### Directions for this task
For the entries below, state how many lines contain the string "canna". Add nothing else.

--- Exercise material ---

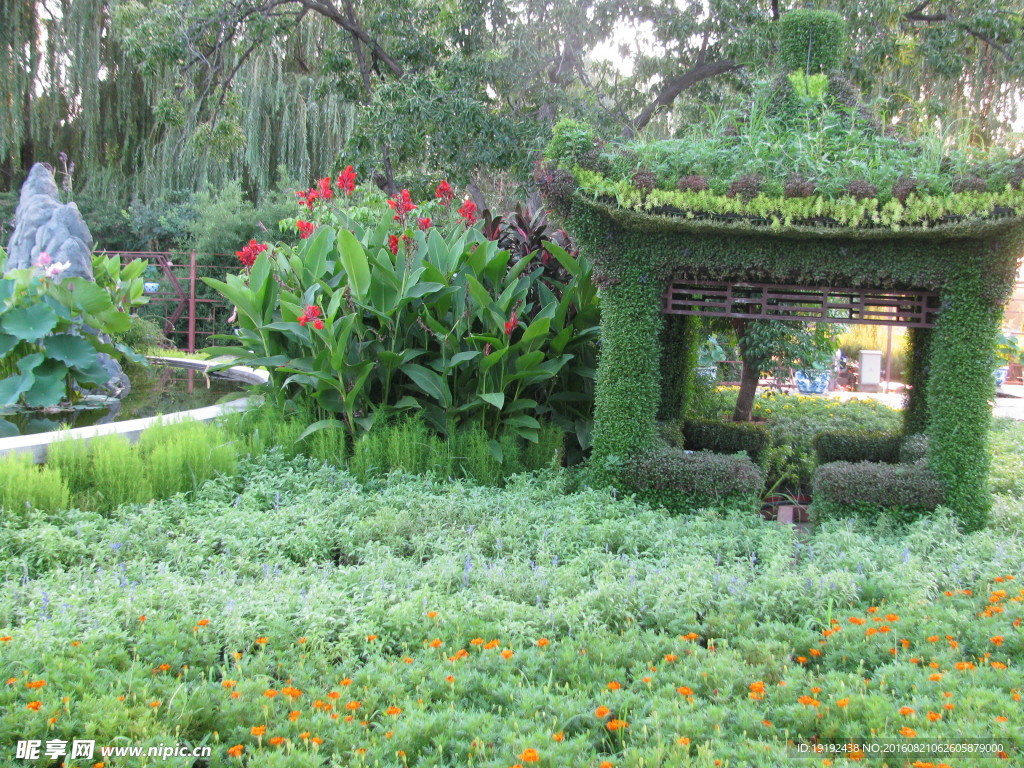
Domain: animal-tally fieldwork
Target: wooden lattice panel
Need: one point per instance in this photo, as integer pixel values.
(808, 304)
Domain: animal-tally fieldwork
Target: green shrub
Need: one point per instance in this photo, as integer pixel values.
(849, 445)
(726, 437)
(904, 492)
(812, 41)
(180, 457)
(913, 449)
(683, 481)
(25, 485)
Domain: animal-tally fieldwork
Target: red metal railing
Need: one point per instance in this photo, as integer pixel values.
(189, 307)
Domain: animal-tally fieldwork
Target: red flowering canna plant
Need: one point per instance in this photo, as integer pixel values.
(366, 323)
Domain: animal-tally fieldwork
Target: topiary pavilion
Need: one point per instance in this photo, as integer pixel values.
(805, 207)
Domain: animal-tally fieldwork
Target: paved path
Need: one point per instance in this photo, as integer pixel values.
(1009, 401)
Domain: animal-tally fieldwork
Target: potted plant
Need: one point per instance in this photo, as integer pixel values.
(709, 356)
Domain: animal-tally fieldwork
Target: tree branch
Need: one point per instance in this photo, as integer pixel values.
(674, 87)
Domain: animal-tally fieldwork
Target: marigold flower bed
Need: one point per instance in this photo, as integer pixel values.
(290, 616)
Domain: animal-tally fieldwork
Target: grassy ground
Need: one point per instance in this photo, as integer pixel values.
(291, 616)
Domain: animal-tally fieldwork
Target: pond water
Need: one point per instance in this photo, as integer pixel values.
(156, 390)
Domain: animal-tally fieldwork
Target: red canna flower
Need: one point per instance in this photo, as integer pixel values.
(401, 204)
(325, 190)
(346, 181)
(443, 193)
(249, 253)
(468, 212)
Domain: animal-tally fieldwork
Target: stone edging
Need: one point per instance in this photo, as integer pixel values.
(37, 444)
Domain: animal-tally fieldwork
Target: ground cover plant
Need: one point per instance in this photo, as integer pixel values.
(292, 615)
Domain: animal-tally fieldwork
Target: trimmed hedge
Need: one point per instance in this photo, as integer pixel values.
(812, 41)
(726, 437)
(682, 481)
(904, 492)
(851, 445)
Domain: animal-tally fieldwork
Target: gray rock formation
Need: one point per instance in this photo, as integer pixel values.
(44, 224)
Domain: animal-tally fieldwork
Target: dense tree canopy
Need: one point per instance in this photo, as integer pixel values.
(152, 95)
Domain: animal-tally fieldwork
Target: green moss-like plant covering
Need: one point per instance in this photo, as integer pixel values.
(817, 195)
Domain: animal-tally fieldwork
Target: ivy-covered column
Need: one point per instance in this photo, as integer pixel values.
(679, 344)
(919, 366)
(961, 387)
(628, 391)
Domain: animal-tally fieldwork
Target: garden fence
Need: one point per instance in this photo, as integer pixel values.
(187, 307)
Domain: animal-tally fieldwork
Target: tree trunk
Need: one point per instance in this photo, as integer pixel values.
(749, 378)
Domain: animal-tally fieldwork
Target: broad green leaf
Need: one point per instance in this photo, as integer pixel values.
(71, 349)
(7, 342)
(30, 323)
(429, 382)
(495, 398)
(353, 259)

---

### Completed exercise
2